start Records for this task
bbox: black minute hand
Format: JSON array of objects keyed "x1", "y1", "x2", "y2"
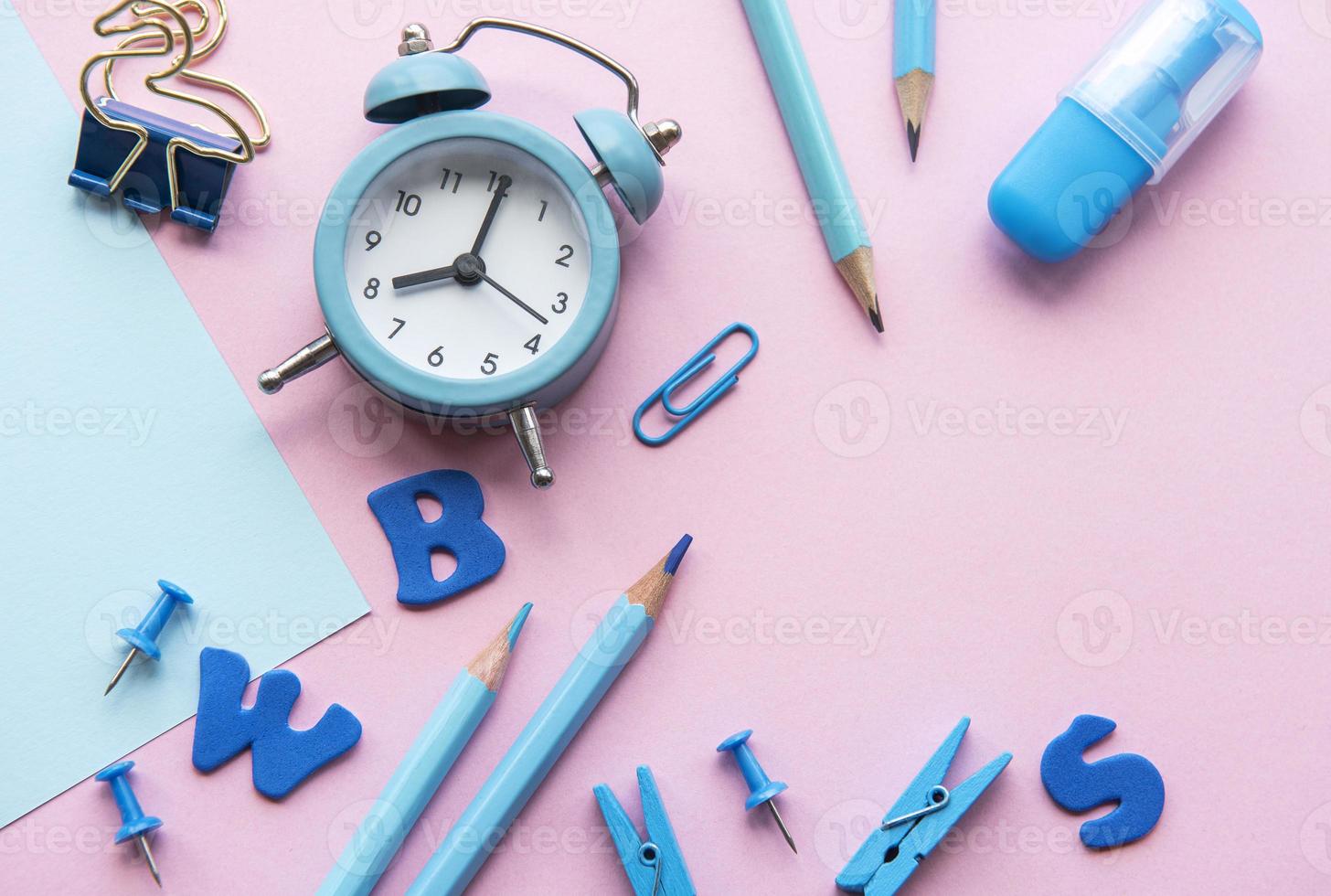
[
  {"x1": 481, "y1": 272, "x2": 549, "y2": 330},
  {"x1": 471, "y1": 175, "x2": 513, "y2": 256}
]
end Records for this task
start Records for this task
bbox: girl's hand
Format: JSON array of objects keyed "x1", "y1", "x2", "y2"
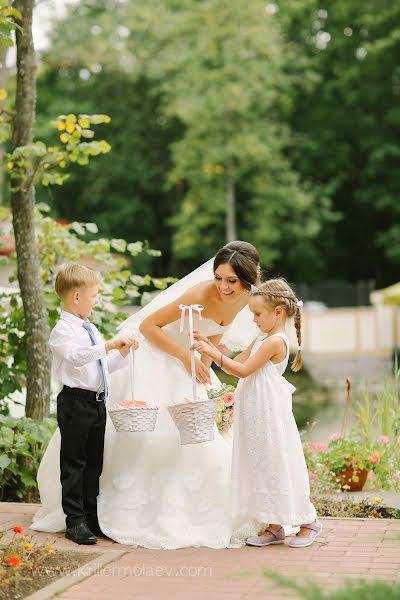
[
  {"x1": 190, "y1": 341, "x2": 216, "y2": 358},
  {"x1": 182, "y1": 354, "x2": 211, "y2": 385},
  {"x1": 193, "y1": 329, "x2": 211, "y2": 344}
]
end Records for this task
start Records for this task
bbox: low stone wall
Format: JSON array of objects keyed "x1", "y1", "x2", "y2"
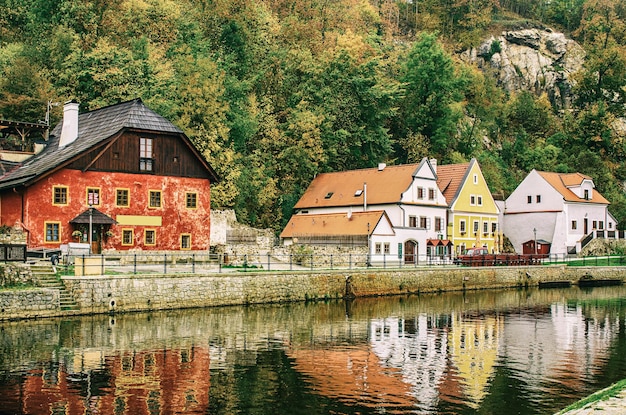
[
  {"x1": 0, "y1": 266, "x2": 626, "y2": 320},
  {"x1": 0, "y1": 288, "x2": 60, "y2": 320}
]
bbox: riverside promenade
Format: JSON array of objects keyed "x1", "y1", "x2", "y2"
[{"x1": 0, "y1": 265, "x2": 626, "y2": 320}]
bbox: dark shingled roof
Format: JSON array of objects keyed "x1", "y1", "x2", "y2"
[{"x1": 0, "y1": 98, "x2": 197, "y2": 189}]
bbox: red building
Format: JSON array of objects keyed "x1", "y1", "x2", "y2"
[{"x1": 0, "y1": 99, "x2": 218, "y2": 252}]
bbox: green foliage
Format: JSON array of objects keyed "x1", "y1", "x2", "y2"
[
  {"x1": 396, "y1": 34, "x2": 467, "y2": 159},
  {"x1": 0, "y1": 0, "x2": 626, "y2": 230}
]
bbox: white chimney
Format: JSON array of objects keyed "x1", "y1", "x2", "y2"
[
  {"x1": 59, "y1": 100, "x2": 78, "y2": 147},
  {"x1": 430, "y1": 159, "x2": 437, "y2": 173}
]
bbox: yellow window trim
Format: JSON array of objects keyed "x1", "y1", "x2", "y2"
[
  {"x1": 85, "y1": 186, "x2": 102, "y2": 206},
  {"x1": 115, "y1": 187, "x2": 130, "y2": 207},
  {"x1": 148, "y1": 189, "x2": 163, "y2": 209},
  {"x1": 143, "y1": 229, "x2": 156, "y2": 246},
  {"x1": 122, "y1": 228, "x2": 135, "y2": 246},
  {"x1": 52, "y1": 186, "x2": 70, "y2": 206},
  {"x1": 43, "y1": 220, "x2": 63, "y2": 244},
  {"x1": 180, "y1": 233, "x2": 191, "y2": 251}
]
end Records for this task
• **Set exercise**
Please show each line of the listing above that contains the string "bbox".

• **Task solution**
bbox: black minute hand
bbox: girl's hand
bbox: low stone wall
bbox: riverside promenade
bbox: dark shingled roof
bbox: red building
bbox: green foliage
bbox: white chimney
bbox: yellow window trim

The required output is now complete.